Region pointing data:
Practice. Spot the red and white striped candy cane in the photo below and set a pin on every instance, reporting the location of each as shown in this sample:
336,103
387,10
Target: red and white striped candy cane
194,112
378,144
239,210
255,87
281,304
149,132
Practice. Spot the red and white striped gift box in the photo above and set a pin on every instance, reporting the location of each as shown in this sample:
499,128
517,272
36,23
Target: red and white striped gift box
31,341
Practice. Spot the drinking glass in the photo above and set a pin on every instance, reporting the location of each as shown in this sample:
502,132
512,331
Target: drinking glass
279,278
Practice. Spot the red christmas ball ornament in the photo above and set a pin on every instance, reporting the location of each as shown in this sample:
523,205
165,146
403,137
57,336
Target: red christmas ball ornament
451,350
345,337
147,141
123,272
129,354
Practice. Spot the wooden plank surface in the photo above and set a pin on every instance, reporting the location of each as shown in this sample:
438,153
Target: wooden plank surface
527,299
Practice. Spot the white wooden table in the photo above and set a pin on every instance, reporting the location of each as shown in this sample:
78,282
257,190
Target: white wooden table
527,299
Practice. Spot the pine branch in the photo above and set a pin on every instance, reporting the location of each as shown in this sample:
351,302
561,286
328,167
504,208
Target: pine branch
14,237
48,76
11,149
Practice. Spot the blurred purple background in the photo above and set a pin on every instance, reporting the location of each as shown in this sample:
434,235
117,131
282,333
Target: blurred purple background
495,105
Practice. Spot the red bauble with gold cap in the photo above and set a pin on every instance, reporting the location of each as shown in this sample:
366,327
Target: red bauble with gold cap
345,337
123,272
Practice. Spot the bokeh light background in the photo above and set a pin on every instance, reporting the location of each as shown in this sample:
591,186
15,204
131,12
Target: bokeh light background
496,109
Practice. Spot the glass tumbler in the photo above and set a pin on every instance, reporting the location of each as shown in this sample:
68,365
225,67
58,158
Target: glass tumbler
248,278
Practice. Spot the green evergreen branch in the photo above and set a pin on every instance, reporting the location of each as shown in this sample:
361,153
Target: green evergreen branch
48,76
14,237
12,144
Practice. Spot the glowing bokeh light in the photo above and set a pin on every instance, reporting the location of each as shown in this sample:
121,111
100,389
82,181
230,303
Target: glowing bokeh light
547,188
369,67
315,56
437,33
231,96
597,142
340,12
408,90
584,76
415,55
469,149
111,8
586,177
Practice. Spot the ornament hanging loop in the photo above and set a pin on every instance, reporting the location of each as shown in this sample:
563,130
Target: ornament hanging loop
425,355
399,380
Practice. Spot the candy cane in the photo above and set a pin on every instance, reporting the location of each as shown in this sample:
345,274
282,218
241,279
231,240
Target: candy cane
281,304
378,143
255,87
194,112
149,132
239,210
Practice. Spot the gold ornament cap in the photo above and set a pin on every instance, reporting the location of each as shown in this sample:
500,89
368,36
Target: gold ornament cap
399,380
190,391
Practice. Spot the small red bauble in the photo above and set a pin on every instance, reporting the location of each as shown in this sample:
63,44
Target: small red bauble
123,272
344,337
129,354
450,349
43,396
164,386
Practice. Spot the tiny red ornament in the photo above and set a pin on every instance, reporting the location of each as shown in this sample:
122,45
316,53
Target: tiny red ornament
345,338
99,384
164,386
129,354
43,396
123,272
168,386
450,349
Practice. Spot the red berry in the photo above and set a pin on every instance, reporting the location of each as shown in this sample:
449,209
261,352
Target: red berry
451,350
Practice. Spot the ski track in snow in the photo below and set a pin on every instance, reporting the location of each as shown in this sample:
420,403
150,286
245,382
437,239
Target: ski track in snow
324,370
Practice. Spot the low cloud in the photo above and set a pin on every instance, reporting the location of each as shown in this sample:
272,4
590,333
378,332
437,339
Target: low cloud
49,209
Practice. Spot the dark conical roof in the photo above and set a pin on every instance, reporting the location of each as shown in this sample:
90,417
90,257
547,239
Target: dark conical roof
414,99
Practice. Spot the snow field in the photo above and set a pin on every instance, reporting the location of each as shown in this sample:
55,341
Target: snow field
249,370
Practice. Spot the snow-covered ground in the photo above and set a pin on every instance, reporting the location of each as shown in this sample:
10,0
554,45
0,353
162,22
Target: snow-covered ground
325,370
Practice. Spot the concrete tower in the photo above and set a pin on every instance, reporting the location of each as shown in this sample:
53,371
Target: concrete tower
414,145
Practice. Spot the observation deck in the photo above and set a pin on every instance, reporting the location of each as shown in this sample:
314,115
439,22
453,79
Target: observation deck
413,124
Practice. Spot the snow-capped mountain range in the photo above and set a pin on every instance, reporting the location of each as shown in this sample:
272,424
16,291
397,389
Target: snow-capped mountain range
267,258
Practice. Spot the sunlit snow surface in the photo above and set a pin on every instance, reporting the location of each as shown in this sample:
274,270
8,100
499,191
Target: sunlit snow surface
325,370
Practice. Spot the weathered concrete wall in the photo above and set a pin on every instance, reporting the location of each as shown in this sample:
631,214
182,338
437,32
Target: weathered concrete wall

= The problem =
Filter the entries down to the lines with the word "weathered" in them, and copy those lines.

= Finished task =
Practice. Spot the weathered concrete wall in the photo above and set a pin on every instance, reporting the location of each as shown in this sample:
Target: weathered concrete wall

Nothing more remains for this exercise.